*** Opening SUPPLIED TEXT ***
- The Washington Times - Monday, October 28, 2013

Singer Chris Brown was charged with simple assault and released on his own recognizance Monday after a hearing that at times left the D.C. Superior Court building in a state of bedlam.

Though police initially filed a felony assault charge against the 24-year-old singer and his bodyguard, prosecutors sought only a misdemeanor charge against the pair.

Mr. Brown, who was sentenced to five years probation in 2009 after a high-profile incident in which he beat his girlfriend, singer Rihanna. It was unclear how the misdemeanor case would affect his probation status. He was ordered to check in with his probation officer in California within 48 hours.

Police arrested Mr. Brown and his bodyguard, 35-year-old Christopher Hollosy, early Sunday after an assault outside the W Hotel, in the 500 block of 15th Street Northwest.Court documents outline two differing versions of the incident, with the 20-year-old victim saying Mr. Brown and then Mr. Hollosy punched him in the face after he tried to get in a picture with Mr. Brown.

But Mr. Brown and Mr. Hollosy told police that the man had tried to get on the singer’s tour bus, and that was why the bodyguard punched him, breaking his nose, court documents state.

Mr. Brown denied hitting the man or being part of the confrontation.

“No, I was on the bus when I guess someone tried to get on and my bodyguard handled it,” he told investigators.

But a woman who had asked Mr. Brown if she could take a photo with him and her friend told police that Mr. Brown threw the first punch at the victim after he tried to get into the picture with the group.

She recounted Mr. Brown saying, “I’m not down with that gay s–,” and “I feel like boxing.”

Mr. Brown, who earlier in the evening had appeared for an event in connection with the Howard University homecoming at the Park at Fourteenth, got on his tour bus and the woman called police to the scene, the court records state.

The victim, who was found with blood on his face and shirt, was treated at a hospital.

Both Mr. Brown and Mr. Hollosy both remained at the scene.

Mr. Brown’s lawyer, Danny Onorato, told the Associated Press outside court Monday that his client committed no crime.
*** Closing SUPPLIED TEXT ***
- [EXERCISE OBJECTIVE]: Extend the news report on the assault charge against Chris Brown, starting after its last sentence.
*** Opening RECORD EXCERPTS ***
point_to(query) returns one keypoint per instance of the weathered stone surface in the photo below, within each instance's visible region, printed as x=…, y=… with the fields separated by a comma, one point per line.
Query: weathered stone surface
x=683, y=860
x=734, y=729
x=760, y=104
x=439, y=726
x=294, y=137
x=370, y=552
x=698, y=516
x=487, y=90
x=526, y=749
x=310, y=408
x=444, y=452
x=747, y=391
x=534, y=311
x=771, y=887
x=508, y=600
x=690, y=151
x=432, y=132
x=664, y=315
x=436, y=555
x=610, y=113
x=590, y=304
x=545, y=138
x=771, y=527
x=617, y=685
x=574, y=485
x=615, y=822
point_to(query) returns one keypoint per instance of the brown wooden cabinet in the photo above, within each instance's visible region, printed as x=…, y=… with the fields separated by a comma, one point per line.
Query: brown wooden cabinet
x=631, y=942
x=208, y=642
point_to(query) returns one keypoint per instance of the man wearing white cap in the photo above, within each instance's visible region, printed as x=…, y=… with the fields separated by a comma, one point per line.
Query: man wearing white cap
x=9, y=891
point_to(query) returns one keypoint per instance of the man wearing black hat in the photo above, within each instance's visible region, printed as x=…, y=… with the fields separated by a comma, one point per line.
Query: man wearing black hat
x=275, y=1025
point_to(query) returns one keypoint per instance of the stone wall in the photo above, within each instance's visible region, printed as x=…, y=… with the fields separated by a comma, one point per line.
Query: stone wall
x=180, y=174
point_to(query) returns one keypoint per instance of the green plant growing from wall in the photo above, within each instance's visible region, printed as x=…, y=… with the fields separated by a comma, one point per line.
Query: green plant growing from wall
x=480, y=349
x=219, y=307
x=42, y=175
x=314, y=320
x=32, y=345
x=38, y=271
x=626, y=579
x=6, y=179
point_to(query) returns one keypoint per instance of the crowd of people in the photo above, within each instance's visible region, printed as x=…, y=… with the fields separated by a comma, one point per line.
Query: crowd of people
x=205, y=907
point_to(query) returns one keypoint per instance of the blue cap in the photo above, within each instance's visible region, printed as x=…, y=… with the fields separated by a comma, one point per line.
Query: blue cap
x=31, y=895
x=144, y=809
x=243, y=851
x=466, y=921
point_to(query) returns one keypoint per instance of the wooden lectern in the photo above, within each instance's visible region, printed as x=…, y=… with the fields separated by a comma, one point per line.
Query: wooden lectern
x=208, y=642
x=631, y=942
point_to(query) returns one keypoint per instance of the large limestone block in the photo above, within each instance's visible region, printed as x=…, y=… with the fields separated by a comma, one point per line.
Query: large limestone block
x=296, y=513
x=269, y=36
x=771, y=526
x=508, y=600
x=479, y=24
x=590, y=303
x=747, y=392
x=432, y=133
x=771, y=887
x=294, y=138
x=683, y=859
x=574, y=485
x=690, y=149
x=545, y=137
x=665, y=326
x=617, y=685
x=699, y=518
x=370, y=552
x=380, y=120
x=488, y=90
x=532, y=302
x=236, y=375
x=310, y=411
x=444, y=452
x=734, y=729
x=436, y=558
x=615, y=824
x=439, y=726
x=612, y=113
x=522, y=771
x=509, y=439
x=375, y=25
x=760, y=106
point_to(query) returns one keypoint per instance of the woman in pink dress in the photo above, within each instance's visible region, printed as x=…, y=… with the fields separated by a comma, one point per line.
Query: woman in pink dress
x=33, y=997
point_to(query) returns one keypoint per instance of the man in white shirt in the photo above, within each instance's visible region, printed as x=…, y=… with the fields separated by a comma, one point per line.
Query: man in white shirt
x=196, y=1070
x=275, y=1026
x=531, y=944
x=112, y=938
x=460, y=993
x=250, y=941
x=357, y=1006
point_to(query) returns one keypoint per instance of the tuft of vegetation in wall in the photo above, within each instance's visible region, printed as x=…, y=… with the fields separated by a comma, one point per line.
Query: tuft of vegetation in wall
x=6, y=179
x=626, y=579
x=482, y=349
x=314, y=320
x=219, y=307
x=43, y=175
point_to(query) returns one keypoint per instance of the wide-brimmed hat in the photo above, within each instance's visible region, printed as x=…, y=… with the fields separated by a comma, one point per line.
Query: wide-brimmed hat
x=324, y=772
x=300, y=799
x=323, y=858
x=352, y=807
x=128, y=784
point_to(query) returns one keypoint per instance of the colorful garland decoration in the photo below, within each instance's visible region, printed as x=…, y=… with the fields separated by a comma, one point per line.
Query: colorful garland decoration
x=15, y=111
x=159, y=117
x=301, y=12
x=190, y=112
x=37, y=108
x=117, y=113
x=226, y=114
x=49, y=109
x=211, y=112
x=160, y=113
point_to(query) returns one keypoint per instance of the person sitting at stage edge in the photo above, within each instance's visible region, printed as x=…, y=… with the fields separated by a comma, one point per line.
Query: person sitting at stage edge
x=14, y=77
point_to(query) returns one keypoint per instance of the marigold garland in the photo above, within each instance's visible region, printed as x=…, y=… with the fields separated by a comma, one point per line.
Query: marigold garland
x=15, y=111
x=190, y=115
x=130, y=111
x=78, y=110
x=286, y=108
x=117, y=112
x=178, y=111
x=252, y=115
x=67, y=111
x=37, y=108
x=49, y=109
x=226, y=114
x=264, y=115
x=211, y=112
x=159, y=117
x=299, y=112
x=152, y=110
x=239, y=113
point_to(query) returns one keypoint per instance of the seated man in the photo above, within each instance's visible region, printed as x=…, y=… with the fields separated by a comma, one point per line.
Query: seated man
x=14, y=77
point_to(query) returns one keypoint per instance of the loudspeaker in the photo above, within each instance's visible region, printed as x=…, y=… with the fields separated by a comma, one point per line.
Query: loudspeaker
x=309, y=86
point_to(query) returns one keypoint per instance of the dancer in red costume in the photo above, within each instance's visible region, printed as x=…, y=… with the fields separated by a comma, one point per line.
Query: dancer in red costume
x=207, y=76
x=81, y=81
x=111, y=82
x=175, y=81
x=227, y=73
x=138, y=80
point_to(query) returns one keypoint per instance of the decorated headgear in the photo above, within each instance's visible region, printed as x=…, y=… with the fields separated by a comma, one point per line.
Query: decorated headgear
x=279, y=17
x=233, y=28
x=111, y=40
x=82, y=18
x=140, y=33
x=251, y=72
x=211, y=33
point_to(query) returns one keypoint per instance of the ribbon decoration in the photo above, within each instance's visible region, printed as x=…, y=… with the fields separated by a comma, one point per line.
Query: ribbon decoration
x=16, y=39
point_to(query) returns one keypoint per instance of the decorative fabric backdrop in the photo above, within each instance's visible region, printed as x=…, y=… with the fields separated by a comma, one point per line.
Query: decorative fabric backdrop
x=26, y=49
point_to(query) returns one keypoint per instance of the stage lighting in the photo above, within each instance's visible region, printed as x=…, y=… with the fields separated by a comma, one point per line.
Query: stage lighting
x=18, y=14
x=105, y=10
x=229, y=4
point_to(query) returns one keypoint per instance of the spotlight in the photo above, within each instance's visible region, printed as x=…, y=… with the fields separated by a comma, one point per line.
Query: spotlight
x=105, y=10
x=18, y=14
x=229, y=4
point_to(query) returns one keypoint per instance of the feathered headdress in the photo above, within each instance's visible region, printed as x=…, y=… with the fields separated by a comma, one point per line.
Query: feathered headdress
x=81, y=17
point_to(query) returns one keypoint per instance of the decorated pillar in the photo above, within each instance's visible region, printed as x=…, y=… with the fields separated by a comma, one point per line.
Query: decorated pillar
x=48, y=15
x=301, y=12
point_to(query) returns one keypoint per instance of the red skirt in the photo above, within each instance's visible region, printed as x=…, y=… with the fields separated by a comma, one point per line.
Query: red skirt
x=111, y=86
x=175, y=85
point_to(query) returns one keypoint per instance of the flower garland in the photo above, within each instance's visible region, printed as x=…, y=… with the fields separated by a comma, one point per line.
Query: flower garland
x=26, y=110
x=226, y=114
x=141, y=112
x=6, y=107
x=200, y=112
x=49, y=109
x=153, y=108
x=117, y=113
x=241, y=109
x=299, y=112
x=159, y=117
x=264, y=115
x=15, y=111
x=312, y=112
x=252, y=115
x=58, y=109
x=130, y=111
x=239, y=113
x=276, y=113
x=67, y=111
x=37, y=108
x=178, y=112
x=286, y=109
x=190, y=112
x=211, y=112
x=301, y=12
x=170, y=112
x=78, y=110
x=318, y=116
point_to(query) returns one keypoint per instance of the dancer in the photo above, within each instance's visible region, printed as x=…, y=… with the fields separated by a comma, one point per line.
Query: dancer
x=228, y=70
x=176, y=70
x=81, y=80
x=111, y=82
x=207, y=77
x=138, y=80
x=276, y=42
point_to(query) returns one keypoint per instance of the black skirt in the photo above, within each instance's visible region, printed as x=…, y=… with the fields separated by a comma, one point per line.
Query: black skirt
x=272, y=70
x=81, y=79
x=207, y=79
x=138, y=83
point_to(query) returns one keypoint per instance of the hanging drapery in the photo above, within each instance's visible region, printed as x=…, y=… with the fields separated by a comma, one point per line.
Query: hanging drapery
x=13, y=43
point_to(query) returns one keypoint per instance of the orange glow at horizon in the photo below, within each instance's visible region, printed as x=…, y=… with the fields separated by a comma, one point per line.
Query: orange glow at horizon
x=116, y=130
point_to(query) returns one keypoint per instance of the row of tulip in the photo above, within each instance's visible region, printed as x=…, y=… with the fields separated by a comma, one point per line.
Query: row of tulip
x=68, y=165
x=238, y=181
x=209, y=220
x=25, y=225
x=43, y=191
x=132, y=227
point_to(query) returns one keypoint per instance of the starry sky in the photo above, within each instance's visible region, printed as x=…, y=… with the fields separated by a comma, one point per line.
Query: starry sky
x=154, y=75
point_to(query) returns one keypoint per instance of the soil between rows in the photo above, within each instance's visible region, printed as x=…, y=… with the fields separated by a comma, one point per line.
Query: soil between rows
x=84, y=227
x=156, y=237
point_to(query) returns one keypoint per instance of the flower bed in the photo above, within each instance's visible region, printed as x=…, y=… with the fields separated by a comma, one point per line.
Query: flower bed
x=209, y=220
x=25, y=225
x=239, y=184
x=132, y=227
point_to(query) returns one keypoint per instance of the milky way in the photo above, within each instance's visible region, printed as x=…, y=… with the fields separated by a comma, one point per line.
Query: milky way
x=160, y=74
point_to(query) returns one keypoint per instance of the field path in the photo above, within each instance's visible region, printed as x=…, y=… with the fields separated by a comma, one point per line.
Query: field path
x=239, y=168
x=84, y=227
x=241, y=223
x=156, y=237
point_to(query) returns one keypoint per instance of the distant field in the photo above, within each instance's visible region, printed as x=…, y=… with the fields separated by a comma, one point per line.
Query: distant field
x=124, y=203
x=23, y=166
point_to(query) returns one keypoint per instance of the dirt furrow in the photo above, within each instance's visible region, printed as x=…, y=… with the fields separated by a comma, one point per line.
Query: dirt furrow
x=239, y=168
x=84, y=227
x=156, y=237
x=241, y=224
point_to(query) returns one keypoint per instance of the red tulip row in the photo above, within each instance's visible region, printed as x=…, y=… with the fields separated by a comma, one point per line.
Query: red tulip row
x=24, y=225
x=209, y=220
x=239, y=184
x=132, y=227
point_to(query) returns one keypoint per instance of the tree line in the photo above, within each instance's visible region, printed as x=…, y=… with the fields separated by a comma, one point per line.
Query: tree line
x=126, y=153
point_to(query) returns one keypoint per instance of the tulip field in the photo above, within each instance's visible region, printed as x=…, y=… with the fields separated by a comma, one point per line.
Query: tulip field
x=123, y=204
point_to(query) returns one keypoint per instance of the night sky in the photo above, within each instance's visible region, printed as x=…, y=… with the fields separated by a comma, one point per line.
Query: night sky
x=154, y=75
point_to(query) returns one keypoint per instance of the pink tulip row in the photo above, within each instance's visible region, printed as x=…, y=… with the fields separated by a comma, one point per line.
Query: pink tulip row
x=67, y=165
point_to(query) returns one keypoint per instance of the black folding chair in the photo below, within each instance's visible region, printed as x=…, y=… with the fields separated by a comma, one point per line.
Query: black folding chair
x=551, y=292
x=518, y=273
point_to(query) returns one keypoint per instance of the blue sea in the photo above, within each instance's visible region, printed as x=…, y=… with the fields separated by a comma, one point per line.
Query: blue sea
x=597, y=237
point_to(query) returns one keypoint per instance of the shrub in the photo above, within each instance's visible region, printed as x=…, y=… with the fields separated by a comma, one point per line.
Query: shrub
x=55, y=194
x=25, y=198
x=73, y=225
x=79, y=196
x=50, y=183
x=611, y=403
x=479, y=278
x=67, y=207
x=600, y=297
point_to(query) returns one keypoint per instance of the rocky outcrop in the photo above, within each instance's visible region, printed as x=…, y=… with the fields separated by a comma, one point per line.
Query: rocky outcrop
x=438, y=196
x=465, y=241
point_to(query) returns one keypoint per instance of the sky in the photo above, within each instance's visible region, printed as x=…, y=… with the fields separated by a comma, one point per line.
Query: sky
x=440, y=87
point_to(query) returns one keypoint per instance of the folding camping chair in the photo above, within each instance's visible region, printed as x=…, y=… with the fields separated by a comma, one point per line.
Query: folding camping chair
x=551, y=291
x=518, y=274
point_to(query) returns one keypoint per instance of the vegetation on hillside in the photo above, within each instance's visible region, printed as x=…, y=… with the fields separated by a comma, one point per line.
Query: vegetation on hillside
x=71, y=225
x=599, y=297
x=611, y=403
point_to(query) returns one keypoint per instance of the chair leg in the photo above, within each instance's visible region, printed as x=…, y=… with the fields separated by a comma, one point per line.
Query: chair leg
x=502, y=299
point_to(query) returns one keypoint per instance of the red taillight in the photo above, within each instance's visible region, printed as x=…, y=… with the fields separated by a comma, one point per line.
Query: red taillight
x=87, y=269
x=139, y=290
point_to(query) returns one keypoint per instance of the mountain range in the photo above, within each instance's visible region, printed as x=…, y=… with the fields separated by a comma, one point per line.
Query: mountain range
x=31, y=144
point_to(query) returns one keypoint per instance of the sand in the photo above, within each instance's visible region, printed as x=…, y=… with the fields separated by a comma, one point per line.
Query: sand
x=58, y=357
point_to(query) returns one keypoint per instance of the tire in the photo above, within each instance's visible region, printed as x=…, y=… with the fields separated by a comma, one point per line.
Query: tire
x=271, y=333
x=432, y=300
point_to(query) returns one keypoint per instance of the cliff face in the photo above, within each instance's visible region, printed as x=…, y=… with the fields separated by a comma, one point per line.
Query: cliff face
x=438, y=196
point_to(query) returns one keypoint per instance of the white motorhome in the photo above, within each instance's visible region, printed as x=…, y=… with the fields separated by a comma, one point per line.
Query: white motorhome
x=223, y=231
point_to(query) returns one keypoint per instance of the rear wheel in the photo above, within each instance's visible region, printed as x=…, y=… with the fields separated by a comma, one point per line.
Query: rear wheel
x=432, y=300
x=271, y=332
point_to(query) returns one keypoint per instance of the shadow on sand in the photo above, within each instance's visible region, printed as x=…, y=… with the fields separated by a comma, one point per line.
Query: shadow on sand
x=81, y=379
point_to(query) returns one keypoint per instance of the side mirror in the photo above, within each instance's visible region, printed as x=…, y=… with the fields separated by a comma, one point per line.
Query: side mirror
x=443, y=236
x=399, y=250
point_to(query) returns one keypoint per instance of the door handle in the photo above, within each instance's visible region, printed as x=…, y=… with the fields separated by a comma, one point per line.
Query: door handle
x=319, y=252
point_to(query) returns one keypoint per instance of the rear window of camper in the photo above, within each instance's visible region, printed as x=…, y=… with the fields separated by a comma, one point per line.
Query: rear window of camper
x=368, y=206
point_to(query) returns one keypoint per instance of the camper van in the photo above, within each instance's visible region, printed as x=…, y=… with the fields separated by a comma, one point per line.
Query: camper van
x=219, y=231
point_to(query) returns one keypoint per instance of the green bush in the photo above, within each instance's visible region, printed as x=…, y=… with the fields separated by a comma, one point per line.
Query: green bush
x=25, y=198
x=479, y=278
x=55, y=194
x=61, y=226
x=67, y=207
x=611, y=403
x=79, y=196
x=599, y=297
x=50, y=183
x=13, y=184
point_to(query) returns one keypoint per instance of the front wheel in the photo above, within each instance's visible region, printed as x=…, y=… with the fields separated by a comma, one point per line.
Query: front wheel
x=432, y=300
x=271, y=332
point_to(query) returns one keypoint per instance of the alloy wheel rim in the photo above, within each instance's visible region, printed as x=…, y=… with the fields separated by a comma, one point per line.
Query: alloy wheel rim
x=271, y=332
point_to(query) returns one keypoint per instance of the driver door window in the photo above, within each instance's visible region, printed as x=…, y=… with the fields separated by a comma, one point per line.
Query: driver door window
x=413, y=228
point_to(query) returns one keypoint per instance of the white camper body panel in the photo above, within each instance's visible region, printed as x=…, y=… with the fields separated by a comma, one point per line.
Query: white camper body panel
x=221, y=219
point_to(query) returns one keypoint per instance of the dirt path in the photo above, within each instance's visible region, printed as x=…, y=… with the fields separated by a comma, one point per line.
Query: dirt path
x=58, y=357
*** Closing RECORD EXCERPTS ***
- [OUTPUT OF THE TASK]:
“We understand that his security acted to protect Mr. Brown and Mr. Brown’s property as he was authorized to do under District of Columbia law. We are confident that Mr. Brown will be exonerated of any wrongdoing,” he said.

The singer, who spent the night in a D.C. holding facility, arrived in the courtroom a little after 1 p.m. along with an entourage of more than a dozen people that passed through a gauntlet of fans, news cameras and television satellite trucks outside the building.

Some of Mr. Brown’s family and friends argued with court security officials as they tried to gain access to a courtroom packed with both fans and others who were there for their own loved ones court hearings.

Security tried to keep courtroom spectators to a minimum, with court administrators announcing that any employees who were in the courtroom but not on official business should leave. A handful of people left the room, and officials established an overflow area for people to listen to the hearing.

The case, part of the court’s 1 p.m. session, wasn’t called until after 6 p.m. — leaving reporters and spectators sitting idly through a docket of mostly minor weekend arrests.

Mr. Brown, dressed in a white long-sleeve shirt and black pants, offered only simple answers to Judge Karen A. Howze, giving his name and indicating he understood her remarks.

When the proceeding ended, the singer was escorted by court security and his own bodyguards out of the courtroom. He slapped hands with several of the dozens of onlookers who lined the courthouse hallway. Mr. Brown was greeted by the excited screams of fans as he made his way to a waiting SUV.